Be damn proud of it!
US foreign debt - good, bad, ugly?
Hi 'Anonymous,'
I'm not an economist; not even close. I think you raise some interesting issues and questions though - most of which I don't feel expert enough to answer - but I'm interested enough that I'm willing to pursue them in any case. Perhaps you can help me wade through it.
I'm with you in thinking that carrying debt is by-and-large a bad thing. However, it's not always necessarily bad.
A lot depends on what you do with the money you borrow. If you get a return of 15% on an investment and pay 8% in interest on a loan, then you'd clearly want to borrow and benefit from the 7% difference. Businesses do this sort of borrowing all the time. One could think of it in terms of 'good debt' and 'bad debt.' An important question regarding national debt then might be, 'Where is the bulk of the capital flowing into the country going?' i.e. 'how's it being spent?' Is the bulk of the capital entering the US being spent on SUVs and televisions? or is it being invested in capital growth (infrastructure for example)? and, to what extent does that even matter? There are some people out there who argue that the US economy hasn't even come close to the sort of debt that would be problematic (see this Forbes article, for example).
There are also a lot of interesting aspects of debt when it grows obscenely large. There may, for example, be a threshold of debt above which the lender's fortunes become intimately tied to the borrower's: they become more like partners who are equally bound to seeing the flow of capital continue . . . the worst case scenario for such 'partners' would be a cessation of capital flows, in which case both suffer.

DATA:
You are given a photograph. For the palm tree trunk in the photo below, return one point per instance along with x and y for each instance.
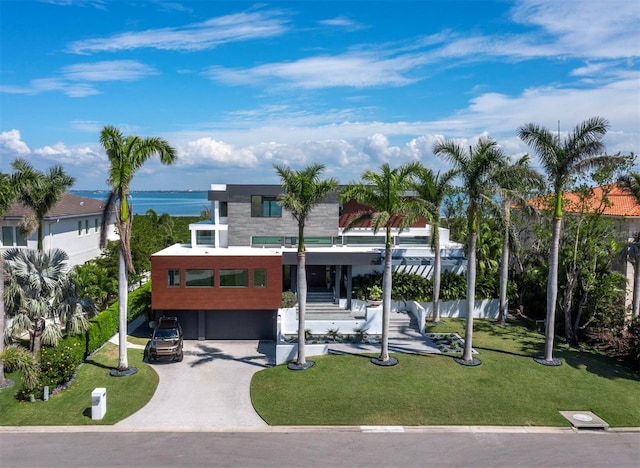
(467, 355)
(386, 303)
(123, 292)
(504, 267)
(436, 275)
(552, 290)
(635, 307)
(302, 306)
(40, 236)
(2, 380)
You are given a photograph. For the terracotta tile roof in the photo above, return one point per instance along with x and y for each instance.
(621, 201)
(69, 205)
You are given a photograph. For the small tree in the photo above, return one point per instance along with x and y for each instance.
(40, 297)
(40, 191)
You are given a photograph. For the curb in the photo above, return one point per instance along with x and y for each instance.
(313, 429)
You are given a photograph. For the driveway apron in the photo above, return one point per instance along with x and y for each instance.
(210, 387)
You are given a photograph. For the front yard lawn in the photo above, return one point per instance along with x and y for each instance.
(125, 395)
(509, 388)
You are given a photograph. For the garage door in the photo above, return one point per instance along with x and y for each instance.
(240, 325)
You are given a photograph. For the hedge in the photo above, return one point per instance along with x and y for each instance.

STUDY QUESTIONS:
1. Translate this sentence from the text on US foreign debt into Spanish: "A lot depends on what you do with the money you borrow."
2. From the text on US foreign debt, quote everything from "Be damn proud" down to "wade through it.".

RESULTS FOR THE EXERCISE:
1. Mucho depende de lo que hagas con el dinero que pides prestado.

2.
Be damn proud of it!
US foreign debt - good, bad, ugly?
Hi 'Anonymous,'
I'm not an economist; not even close. I think you raise some interesting issues and questions though - most of which I don't feel expert enough to answer - but I'm interested enough that I'm willing to pursue them in any case. Perhaps you can help me wade through it.